GOAL OF THE EXERCISE: Write out every entry exactly as it stands.

RECORDS:
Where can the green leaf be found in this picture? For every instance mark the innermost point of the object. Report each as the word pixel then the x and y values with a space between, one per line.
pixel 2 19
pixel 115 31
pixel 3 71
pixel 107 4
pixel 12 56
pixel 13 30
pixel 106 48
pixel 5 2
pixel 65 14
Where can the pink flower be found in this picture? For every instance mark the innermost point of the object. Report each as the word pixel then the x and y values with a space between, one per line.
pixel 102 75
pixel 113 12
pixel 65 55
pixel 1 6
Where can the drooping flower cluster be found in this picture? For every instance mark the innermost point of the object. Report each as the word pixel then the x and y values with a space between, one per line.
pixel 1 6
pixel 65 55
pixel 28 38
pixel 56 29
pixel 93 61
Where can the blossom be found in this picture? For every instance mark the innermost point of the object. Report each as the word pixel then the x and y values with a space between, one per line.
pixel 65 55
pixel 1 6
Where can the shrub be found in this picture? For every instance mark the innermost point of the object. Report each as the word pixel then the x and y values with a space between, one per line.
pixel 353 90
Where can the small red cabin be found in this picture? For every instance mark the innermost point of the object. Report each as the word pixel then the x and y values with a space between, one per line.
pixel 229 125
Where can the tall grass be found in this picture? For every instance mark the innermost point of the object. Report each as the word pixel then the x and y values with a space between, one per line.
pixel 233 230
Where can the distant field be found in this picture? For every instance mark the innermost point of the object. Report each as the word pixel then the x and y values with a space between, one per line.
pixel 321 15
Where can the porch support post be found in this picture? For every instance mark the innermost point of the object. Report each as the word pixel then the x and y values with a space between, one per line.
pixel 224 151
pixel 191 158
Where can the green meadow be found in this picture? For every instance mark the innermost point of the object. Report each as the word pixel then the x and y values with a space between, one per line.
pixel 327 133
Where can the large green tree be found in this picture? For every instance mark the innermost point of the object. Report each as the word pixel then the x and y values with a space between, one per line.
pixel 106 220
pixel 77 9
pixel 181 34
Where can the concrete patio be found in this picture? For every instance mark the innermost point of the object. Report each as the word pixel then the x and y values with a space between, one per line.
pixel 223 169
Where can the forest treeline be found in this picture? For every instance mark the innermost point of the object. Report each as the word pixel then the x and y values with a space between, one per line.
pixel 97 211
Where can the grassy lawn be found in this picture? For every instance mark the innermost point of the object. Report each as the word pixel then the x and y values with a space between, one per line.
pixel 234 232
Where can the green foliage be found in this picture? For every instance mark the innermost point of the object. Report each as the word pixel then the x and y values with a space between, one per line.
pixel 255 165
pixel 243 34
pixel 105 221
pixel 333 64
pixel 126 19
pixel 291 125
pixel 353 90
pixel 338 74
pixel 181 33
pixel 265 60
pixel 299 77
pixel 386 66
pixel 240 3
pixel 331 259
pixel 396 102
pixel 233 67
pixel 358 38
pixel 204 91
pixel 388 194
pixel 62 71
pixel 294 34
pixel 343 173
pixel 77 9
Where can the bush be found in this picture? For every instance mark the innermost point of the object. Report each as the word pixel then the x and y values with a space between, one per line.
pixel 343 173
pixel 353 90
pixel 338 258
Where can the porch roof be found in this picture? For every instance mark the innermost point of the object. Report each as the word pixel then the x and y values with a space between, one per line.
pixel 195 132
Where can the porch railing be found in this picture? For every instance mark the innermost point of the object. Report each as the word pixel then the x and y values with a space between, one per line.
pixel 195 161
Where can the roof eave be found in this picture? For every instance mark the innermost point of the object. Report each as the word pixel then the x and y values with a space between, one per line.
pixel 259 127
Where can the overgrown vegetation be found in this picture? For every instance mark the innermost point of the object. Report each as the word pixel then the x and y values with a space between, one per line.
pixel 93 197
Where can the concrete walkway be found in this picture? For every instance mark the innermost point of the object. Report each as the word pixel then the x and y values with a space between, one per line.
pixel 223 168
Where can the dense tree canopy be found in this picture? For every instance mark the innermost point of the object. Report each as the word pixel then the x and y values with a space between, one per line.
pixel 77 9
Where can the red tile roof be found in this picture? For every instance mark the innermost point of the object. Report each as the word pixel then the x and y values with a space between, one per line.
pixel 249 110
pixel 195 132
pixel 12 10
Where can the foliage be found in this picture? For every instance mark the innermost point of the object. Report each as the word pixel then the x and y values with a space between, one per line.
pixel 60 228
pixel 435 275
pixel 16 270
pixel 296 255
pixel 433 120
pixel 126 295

EXPECTED ANSWER:
Where can the green leaf be found in this picture? For every instance mark the innermost point of the object. Report each as the word pixel then the x and y values with a space between, one per line.
pixel 2 19
pixel 115 31
pixel 3 71
pixel 107 4
pixel 12 56
pixel 13 30
pixel 106 48
pixel 5 2
pixel 65 14
Where can the pink flower be found in this picture? For every instance mark the innermost point of the object. Report each as the word pixel then the x and y values with a space between, one per line.
pixel 102 75
pixel 113 12
pixel 65 55
pixel 1 6
Where can the drooping flower cluster be found in this picture? For every instance mark the innermost point of the object. Report each as the word pixel then the x and y values with a space between, one per line.
pixel 1 6
pixel 65 55
pixel 28 38
pixel 56 29
pixel 93 61
Where can the blossom be found in this picture? For every instance mark the innermost point of the object. Report each as the word pixel then the x and y values with a space between, one per line.
pixel 65 55
pixel 1 6
Where can the shrub be found in this picture? For every instance mark the innermost point of the object. Report each as the word pixel then the x and y values with a space between, one per line.
pixel 353 90
Where can the small red cabin be found in this picture? For every instance mark the innermost point of the object. Report each as the word pixel then the x and y values with a space between, one per line.
pixel 229 125
Where can the tall grass be found in this picture? For every instance mark the innermost point of the object. Report each as the word pixel then the x and y values with a space between, one per line.
pixel 233 230
Where can the distant field be found in this picture? For every instance mark the innermost point of the object. Report each as the word pixel then the x and y values with a space between, one per line.
pixel 321 15
Where can the porch support post be found in this picture? For every instance mark the innermost point of the object. Report each as the word pixel then the x and y values with a space between, one per line.
pixel 224 151
pixel 191 158
Where can the green meadow be found in this picture? For every instance mark the innermost point of the object. Report each as the word pixel then the x and y values with a space between, one per line.
pixel 327 133
Where can the large green tree be found in this picture? For every instance mark the innermost point of the object. Report each as the word pixel then the x and y values with a space between, one per line.
pixel 106 220
pixel 77 9
pixel 181 34
Where can the concrete patio be found in this picture? For every instance mark the innermost point of the object. Report each as the word pixel then the x and y values with a space between, one per line.
pixel 223 169
Where can the forest treeline be found in this picture? For every instance mark the innermost point of the object. Report each as the word pixel then the x and y values with a space between, one per line.
pixel 97 211
Where can the grassy lawn be found in this picture? For every instance mark the innermost point of the object. Report each as the word pixel then the x and y values with a space between, one per line.
pixel 234 232
Where can the green foliage be found in this picture? For every instance mark the innermost point of the object. Report each as the word pixel then the x and y values with a space between, one per line.
pixel 255 165
pixel 243 34
pixel 105 221
pixel 333 64
pixel 126 19
pixel 291 125
pixel 353 90
pixel 338 74
pixel 181 33
pixel 265 60
pixel 299 77
pixel 386 66
pixel 240 3
pixel 331 259
pixel 396 102
pixel 233 67
pixel 358 38
pixel 204 91
pixel 388 194
pixel 62 71
pixel 294 34
pixel 343 173
pixel 77 9
Where can the bush be found in this picture? For every instance mark the innermost point of the object. Report each as the word pixel then the x and y values with a space between, one per line.
pixel 343 173
pixel 353 90
pixel 338 258
Where can the porch roof be found in this picture? For every instance mark the innermost point of the object. Report each as the word pixel then the x and y values with a space between, one per line.
pixel 195 132
Where can the porch railing be found in this picture? For every instance mark the innermost point of the object. Report each as the word pixel then the x and y values with a space between, one per line.
pixel 195 161
Where can the roof eave be found in this picture? For every instance mark the innermost point of the object. Report each as the word pixel then the x and y values with a space between, one per line.
pixel 259 127
Where can the overgrown vegetation be found in this picture? For every instance mark the innermost point of the object. Report each as the word pixel then the x and y values with a space between, one per line.
pixel 93 197
Where can the concrete walkway be found in this picture? For every instance mark the innermost point of the object. Report each as the word pixel then the x and y values with a space between, one per line.
pixel 223 168
Where can the dense tree canopy be found in this picture? For every instance mark the innermost point of the object. Report each as the word pixel then the x and y values with a space between, one per line.
pixel 77 9
Where can the red tile roof be found in this picture? For every instance mark the innermost point of the object. Report each as the word pixel then the x and y values with a space between, one per line.
pixel 249 110
pixel 195 132
pixel 12 10
Where can the foliage be found in this picture? For every instance mark the innermost point of the object. Report each as the word pixel then the x and y values with a space between, one per line.
pixel 60 228
pixel 435 275
pixel 16 270
pixel 296 255
pixel 433 120
pixel 126 295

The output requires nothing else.